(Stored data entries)

########################################

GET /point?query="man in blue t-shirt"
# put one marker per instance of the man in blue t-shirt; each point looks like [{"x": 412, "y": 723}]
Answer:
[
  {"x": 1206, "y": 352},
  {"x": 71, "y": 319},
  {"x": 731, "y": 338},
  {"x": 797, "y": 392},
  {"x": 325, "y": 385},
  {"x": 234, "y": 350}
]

########################################

Go through the records above and retype each one exactly.

▸ Written response
GET /point?query="man in blue t-shirt"
# put one marker per instance of the man in blue t-shirt; each point looks like [{"x": 412, "y": 723}]
Answer:
[
  {"x": 1206, "y": 352},
  {"x": 71, "y": 319},
  {"x": 731, "y": 338},
  {"x": 797, "y": 392},
  {"x": 325, "y": 385},
  {"x": 234, "y": 350}
]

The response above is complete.